Description of the task: Could you give the records below as a numbered list, leaving out any blank lines?

--- Given data ---

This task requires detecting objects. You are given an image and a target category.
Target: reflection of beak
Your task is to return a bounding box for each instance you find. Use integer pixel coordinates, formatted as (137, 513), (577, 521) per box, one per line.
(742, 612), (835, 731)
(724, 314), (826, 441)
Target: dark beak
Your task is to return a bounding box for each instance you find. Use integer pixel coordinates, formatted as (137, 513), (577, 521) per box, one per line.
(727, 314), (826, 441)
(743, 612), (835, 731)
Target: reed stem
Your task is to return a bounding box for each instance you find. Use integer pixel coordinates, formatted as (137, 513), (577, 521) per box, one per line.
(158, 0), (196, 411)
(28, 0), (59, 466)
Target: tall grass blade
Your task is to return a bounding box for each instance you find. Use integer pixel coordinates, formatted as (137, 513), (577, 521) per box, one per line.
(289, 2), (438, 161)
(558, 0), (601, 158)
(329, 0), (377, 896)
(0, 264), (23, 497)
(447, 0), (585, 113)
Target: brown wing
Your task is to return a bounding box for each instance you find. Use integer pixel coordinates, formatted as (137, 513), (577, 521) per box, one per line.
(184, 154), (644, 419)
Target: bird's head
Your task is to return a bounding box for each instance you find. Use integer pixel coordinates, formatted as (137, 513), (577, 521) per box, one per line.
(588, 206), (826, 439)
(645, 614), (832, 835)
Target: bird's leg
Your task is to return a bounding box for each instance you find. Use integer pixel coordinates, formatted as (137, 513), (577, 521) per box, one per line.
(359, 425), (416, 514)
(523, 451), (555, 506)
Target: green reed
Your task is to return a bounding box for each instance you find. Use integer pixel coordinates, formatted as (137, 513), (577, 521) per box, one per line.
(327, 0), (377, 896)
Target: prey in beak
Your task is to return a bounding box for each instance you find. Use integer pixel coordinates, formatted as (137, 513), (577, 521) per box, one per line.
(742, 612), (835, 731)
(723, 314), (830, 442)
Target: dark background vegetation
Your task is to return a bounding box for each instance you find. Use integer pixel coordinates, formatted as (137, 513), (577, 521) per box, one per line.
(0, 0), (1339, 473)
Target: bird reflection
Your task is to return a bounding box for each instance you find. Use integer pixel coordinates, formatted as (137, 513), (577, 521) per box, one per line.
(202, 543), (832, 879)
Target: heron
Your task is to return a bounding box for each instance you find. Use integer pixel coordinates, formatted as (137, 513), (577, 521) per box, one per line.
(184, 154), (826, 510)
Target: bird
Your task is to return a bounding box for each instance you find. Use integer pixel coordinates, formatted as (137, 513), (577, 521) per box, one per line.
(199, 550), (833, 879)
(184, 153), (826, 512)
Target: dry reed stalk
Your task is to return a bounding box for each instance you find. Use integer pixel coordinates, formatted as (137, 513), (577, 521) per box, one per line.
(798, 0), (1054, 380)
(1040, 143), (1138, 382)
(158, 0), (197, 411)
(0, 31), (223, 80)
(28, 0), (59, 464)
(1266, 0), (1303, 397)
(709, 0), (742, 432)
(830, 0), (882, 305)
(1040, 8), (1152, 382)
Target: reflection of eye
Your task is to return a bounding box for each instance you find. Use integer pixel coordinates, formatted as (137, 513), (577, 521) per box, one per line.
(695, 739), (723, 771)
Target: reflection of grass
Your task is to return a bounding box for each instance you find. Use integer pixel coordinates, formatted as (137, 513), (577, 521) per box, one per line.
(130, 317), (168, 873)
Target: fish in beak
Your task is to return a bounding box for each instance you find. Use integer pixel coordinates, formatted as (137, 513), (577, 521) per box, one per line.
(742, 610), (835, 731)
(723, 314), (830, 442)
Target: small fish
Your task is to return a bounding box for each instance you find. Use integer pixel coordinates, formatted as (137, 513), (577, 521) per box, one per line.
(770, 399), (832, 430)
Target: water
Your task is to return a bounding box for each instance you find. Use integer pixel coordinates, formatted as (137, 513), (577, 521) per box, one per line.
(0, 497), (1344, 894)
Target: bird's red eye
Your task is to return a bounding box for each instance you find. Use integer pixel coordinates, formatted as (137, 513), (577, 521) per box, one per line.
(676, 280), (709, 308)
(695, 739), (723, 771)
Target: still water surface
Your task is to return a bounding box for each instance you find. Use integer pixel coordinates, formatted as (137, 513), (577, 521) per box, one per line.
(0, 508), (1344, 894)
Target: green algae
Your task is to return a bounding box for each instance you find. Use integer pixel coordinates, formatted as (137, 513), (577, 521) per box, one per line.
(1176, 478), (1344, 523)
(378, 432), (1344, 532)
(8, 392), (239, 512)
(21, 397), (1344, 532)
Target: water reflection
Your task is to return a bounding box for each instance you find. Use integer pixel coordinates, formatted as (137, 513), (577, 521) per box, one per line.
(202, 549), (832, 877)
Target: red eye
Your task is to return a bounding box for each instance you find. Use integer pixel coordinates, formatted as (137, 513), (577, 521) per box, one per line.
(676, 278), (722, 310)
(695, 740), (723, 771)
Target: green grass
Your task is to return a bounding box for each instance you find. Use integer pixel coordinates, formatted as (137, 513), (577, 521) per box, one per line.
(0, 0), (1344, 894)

---

Response to the exercise:
1. This task requires detecting objects. You are given an image and a target category.
2. Target: reflection of beak
3. Your task is to return a bounding box for each instance you find. Use integer pixel coordinates, formatted as (137, 513), (577, 521) per box, one per line.
4. (742, 612), (835, 731)
5. (724, 314), (826, 441)
6. Target: dark beak
7. Your task is to return a bounding box for each instance you find. Use integer pixel coordinates, formatted as (137, 513), (577, 521) per box, one per line.
8. (727, 314), (826, 441)
9. (743, 612), (835, 731)
10. Target: reed stem
11. Your task is to return a bounding box for each instance you find. Use integer pixel coordinates, formatted as (137, 513), (577, 521) per box, one per line.
12. (158, 0), (196, 411)
13. (28, 0), (59, 466)
14. Target: tall grass blade
15. Your task is to return a bounding box for each instance you find. Use integer pixel coordinates, formatted as (137, 513), (577, 521) per box, one per line.
16. (289, 2), (438, 161)
17. (558, 0), (601, 158)
18. (329, 0), (377, 896)
19. (0, 264), (23, 497)
20. (447, 0), (585, 113)
21. Target: brown wing
22. Your task is to return a bounding box for each instance you find. Use integer pixel coordinates, formatted as (137, 513), (577, 521) per box, one per line.
23. (184, 154), (644, 419)
24. Target: bird's head
25. Your task is to return a bounding box for each instance you find. Use integer pixel coordinates, formatted as (137, 513), (577, 521) per box, one per line.
26. (588, 206), (826, 439)
27. (645, 614), (832, 835)
28. Target: bird's leg
29. Your task is to return a bounding box for each instance you find. Use integer pixel coordinates, formatted as (137, 513), (577, 521) per box, one per line.
30. (359, 425), (416, 514)
31. (523, 451), (555, 506)
32. Target: green reed
33. Your task is to return a bounding box for each instance you find. Use integer pixel coordinates, formatted as (137, 513), (577, 521) per box, one per line.
34. (327, 0), (377, 896)
35. Target: prey in beak
36. Your task is to return a bounding box for each instance you find. Use integer pixel coordinates, formatted as (137, 513), (577, 521) per box, one per line.
37. (742, 612), (835, 731)
38. (723, 314), (830, 442)
39. Target: dark background vegetation
40. Your task is to return a bounding box for each instance you find. Use integer pixel coordinates, formatted as (137, 513), (577, 521) per box, one per line.
41. (0, 0), (1339, 473)
42. Target: bird reflection
43. Your task is to return a bounding box for each instance you find. Use integer pixel coordinates, formatted as (137, 513), (577, 521) per box, one per line.
44. (202, 543), (832, 879)
45. Target: heron
46. Your task is to return a bounding box for each instance you find. Use integer pixel coordinates, formatted as (137, 513), (577, 521) per box, one per line.
47. (184, 154), (826, 510)
48. Target: bird
49. Your task is to return a bounding box for each instance you find. Use integer pixel coordinates, formatted as (137, 513), (577, 521) per box, one per line.
50. (199, 550), (833, 879)
51. (184, 153), (826, 512)
52. Target: dry reed stalk
53. Your task is to return a bounding box for each instance you find. Use integer pixel coordinates, formatted as (137, 513), (577, 521) per box, one per line.
54. (798, 0), (1054, 380)
55. (1040, 143), (1138, 382)
56. (158, 0), (197, 411)
57. (0, 31), (223, 80)
58. (28, 0), (59, 464)
59. (1266, 0), (1303, 397)
60. (709, 0), (742, 432)
61. (830, 0), (882, 305)
62. (1040, 8), (1152, 382)
63. Target: reflection of eye
64. Your task is to return a bounding box for each instance you find. Use integer pixel coordinates, formatted as (137, 513), (577, 521) per box, one per line.
65. (695, 739), (723, 771)
66. Target: reflection of grass
67. Your task is to return a bounding box for each instance you find. Use integer pixel coordinates, formatted as (137, 513), (577, 521) per box, one per line.
68. (130, 317), (168, 873)
69. Target: fish in beak
70. Your task is to return a bounding box for each instance you find. Use integer pixel coordinates, formatted as (137, 513), (577, 521) per box, one per line.
71. (742, 610), (835, 731)
72. (723, 314), (830, 442)
73. Target: small fish
74. Your task is to return a bounding box for each instance you find. Use integer pixel coordinates, formatted as (137, 513), (577, 521) per box, one per line.
75. (770, 399), (832, 430)
76. Target: water
77. Your task is to return a bounding box for each instance you find. Use integer pixel coordinates, formatted as (137, 513), (577, 521) per box, one per line.
78. (0, 497), (1344, 894)
79. Target: bird's red eye
80. Your task is to return a bounding box for each instance you find. Use integer pixel coordinates, formatted as (137, 513), (577, 521) per box, one per line.
81. (676, 280), (709, 308)
82. (695, 739), (723, 771)
83. Target: still water surface
84. Your task is to return a bounding box for each instance you find. Use integer pixel coordinates, formatted as (137, 513), (577, 521) per box, one per line.
85. (0, 508), (1344, 894)
86. Target: green algae
87. Your task is to return a bounding box for each instance you find. Use integer pixel coordinates, formatted as (137, 513), (577, 521) per box, one per line.
88. (1176, 478), (1344, 523)
89. (378, 432), (1344, 532)
90. (8, 392), (239, 512)
91. (21, 397), (1344, 532)
92. Target: water reflection
93. Your task is to return a bounding box for each instance you find. Use integer pixel coordinates, formatted as (137, 513), (577, 521) per box, one per line.
94. (202, 549), (832, 877)
95. Target: red eye
96. Your task is to return a bounding box for each instance you find. Use integer pixel coordinates, formatted as (137, 513), (577, 521) per box, one per line.
97. (676, 278), (722, 310)
98. (695, 740), (723, 771)
99. Target: green grass
100. Your task is to return a bounding box for each instance you find. Use integer pixel coordinates, formatted as (137, 513), (577, 521) per box, one per line.
101. (0, 0), (1344, 894)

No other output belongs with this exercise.